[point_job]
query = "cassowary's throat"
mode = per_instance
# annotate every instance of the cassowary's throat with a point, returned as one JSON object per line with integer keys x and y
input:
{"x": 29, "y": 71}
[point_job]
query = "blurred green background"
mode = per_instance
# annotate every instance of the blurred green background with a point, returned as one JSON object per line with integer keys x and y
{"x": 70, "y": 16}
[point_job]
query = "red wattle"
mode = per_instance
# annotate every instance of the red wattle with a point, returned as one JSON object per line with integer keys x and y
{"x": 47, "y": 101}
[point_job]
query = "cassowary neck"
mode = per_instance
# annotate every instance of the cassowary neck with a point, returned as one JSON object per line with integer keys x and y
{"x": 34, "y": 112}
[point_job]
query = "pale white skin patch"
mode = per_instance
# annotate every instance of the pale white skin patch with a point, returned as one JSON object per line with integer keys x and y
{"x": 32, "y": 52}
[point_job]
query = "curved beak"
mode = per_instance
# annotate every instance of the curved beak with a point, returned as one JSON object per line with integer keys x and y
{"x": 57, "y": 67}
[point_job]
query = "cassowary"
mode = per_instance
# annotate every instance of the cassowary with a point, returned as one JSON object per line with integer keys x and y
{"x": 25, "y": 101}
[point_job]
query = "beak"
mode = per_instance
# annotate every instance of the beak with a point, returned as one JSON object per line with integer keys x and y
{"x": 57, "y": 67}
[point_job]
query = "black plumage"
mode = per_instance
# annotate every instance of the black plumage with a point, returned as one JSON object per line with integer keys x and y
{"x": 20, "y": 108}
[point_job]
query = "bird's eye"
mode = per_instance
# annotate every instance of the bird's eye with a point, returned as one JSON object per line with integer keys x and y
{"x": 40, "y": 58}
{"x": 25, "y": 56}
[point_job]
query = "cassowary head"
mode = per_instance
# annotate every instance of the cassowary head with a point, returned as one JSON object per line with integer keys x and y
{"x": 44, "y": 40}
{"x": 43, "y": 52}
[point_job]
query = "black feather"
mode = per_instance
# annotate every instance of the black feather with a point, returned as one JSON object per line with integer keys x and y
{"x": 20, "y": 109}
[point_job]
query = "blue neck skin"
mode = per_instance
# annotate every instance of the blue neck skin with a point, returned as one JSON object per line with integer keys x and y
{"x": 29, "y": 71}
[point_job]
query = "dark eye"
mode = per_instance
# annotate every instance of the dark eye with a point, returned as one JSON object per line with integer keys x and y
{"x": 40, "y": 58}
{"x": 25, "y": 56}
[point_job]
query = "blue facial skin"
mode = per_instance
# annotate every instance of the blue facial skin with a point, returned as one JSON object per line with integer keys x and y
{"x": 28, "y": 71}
= = = = =
* _WHAT TO DO_
Where a line of the records above holds the word "throat", copy that line.

* _YOUR SOLUTION_
query = "cassowary's throat"
# annotate every instance of the cassowary's throat with a point, returned as one JSON object per line with integer keys x and y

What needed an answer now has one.